UNITED STATES DISTRICT COURT EASTERN DISTRICT OF MICHIGAN SOUTHERN DIVISION
Apr 20, 2016
CASE NO. 15-CV-11769 (E.D. Mich. Apr. 20, 2016)

Opinion

CASE NO. 15-CV-11769

04-20-2016

BILAL MUHAMMAD, Plaintiff, v. J.S. WALTON, POTTS, B. BROWN, and HARKNESS, Defendants.


DISTRICT JUDGE NANCY G. EDMUNDS
MAGISTRATE JUDGE'S REPORT AND RECOMMENDATION ON DEFENDANTS' MOTION TO DISMISS
(Doc. 15)

I. RECOMMENDATION

For the reasons set forth below, IT IS RECOMMENDED that the motion be GRANTED.

II. REPORT

A. Introduction

On May 15, 2015, Plaintiff Bilal Muhammad filed a pro se prisoner civil rights complaint pursuant to Bivens v. Six Unknown Agents, 403 U.S. 388, 91 S. Ct. 1999, 29 L. Ed. 2d 619 (1971). District Judge Nancy G. Edmunds granted Plaintiff's application to proceed without prepayment of fees and referred this matter to the undersigned magistrate judge for all pretrial proceedings pursuant to 28 U.S.C. § 636(b). (Docs. 4, 5.)

A Bivens action is a "judicially created damages remedy designed to vindicate violations of constitutional rights by federal actors." Yeager v. General Motors Corp., 265 F.3d 389, 398 (6th Cir. 2001). It is "the federal analog to suits brought against state officials under . . . 42 U.S.C. § 1983." Hartman v. Moore, 547 U.S. 250, 255 n.2, 126 S. Ct. 1695, 164 L. Ed. 2d 441 (2006). --------

Plaintiff is currently confined at the Federal Correctional Institution in Milan ("FCI-Milan"). (Pl. Compl. Doc. 1 ¶ 4.) Defendants are FCI-Milan Warden J.S. Walton ("Walton"), disciplinary hearing officer Lieutenant Mary Potts ("Potts"), Unit Disciplinary Committee ("UDC") chairman Bryce Brown ("Brown"), and secretary Tasha Harkness ("Harkness"). All Defendants are federal actors (Defs. Mot. Dismiss, Doc. 15, at 4 n.1); Plaintiff does not specify whether they are sued in their official and/or individual capacities. (Doc. 1.)

[Problem set]
a: According to the court report, where is Plaintiff Bilal Muhammad currently confined?
b: Extract the passage of the court report from "A. Introduction" to "(Docs. 4, 5.)".
Rely only on the court report, with no outside sources.

[Dataset content]

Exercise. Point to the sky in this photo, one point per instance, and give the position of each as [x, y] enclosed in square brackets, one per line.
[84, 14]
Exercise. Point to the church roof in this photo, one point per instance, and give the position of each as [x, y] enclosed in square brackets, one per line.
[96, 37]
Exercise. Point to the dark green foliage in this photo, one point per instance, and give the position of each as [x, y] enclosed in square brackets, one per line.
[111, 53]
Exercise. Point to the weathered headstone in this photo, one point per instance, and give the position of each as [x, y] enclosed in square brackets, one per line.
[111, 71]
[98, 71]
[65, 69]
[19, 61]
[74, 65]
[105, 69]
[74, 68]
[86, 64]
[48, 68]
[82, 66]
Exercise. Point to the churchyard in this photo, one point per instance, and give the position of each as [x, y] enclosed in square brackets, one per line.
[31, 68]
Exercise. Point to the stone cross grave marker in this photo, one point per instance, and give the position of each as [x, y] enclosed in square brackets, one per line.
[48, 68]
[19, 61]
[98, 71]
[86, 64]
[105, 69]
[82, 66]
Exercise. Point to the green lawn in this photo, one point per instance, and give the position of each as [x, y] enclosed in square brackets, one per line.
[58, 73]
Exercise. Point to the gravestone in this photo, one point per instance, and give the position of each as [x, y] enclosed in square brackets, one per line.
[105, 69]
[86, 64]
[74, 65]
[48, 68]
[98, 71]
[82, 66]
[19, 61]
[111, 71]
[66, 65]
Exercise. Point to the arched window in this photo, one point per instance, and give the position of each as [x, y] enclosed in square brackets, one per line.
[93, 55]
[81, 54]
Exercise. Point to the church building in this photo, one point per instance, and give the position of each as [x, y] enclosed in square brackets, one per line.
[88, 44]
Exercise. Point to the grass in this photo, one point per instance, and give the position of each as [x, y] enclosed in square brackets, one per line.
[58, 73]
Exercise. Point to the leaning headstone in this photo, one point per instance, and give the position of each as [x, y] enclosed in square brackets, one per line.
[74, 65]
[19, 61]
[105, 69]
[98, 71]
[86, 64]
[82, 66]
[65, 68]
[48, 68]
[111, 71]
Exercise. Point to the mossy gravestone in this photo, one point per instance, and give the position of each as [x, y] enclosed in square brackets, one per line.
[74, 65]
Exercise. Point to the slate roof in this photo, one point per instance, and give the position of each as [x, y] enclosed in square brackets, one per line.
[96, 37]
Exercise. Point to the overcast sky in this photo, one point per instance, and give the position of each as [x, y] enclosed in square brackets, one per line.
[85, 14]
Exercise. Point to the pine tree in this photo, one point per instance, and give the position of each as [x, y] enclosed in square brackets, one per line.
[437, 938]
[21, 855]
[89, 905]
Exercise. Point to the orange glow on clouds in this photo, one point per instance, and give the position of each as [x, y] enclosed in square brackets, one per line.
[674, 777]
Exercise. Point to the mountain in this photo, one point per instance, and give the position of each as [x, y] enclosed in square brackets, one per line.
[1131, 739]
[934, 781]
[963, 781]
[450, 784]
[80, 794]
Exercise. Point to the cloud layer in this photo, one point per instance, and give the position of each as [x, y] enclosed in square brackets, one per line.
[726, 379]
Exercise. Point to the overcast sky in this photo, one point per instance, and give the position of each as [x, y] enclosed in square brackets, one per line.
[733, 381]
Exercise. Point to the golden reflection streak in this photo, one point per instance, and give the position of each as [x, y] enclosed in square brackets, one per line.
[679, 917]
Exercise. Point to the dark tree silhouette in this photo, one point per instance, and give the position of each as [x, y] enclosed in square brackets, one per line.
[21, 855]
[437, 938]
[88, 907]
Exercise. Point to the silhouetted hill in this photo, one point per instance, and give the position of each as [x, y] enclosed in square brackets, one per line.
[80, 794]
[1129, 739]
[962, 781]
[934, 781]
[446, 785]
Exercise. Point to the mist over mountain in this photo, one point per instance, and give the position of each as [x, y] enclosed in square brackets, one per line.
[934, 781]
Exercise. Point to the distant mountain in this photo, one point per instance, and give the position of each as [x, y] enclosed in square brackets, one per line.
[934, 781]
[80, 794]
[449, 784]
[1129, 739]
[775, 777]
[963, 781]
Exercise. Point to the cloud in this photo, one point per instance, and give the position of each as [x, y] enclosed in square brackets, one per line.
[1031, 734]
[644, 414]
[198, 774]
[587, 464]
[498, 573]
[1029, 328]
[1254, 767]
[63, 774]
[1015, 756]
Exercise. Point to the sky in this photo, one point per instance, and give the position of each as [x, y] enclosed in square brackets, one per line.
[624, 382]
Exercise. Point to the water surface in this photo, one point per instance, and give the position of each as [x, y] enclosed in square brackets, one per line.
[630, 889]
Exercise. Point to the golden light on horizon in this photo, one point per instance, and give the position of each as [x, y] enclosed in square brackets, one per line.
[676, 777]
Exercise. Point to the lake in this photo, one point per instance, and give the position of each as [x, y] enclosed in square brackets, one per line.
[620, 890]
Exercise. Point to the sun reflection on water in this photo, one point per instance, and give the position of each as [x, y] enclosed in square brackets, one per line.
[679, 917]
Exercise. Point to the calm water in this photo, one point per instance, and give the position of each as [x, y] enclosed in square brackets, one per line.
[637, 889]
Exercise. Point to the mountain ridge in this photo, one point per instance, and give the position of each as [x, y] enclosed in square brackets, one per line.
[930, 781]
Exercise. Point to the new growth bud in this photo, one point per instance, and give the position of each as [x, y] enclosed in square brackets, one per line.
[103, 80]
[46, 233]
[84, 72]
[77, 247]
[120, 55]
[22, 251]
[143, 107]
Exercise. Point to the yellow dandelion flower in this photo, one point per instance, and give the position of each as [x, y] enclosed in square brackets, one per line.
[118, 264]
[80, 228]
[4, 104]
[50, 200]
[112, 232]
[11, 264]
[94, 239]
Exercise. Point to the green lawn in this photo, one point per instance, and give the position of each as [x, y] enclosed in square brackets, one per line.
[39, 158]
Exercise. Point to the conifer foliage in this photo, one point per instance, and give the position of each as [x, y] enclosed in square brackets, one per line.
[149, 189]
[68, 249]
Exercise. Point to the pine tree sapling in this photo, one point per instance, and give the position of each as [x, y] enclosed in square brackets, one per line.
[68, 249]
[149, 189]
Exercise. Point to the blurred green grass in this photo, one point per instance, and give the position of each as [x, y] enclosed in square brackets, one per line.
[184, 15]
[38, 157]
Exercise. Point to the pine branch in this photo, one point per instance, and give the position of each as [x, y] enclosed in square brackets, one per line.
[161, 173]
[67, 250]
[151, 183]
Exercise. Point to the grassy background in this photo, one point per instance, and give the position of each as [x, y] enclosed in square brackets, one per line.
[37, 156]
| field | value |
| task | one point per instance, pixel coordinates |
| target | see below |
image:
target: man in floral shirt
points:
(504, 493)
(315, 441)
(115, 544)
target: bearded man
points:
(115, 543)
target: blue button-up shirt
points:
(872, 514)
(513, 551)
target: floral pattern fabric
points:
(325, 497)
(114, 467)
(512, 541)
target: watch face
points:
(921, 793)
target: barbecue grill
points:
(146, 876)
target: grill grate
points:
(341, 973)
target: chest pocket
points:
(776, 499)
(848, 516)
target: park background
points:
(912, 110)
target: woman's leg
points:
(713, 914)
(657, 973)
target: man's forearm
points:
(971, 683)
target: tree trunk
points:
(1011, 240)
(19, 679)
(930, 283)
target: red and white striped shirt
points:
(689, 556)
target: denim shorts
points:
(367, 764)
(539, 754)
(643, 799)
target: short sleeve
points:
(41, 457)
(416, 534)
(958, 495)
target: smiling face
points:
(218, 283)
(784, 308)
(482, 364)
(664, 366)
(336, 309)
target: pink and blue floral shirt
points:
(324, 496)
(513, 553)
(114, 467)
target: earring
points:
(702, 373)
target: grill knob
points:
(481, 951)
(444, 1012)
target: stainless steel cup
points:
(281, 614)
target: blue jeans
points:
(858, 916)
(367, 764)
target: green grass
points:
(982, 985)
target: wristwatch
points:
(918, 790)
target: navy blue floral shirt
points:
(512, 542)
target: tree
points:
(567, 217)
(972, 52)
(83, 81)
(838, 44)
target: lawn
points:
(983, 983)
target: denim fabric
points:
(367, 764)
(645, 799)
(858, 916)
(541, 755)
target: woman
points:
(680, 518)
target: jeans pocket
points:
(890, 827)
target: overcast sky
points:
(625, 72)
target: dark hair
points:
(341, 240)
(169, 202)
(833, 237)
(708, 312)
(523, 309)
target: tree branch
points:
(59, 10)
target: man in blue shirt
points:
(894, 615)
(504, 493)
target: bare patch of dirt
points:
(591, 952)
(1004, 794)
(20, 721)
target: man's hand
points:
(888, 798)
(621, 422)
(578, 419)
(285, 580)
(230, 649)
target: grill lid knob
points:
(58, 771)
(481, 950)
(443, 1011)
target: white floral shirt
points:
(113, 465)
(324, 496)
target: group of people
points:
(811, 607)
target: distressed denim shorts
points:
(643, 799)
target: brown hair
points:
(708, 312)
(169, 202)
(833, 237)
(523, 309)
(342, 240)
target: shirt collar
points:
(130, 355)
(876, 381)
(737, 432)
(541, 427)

[Responses]
a: At the Federal Correctional Institution in Milan (FCI-Milan).

b:
A. Introduction

On May 15, 2015, Plaintiff Bilal Muhammad filed a pro se prisoner civil rights complaint pursuant to Bivens v. Six Unknown Agents, 403 U.S. 388, 91 S. Ct. 1999, 29 L. Ed. 2d 619 (1971). District Judge Nancy G. Edmunds granted Plaintiff's application to proceed without prepayment of fees and referred this matter to the undersigned magistrate judge for all pretrial proceedings pursuant to 28 U.S.C. § 636(b). (Docs. 4, 5.)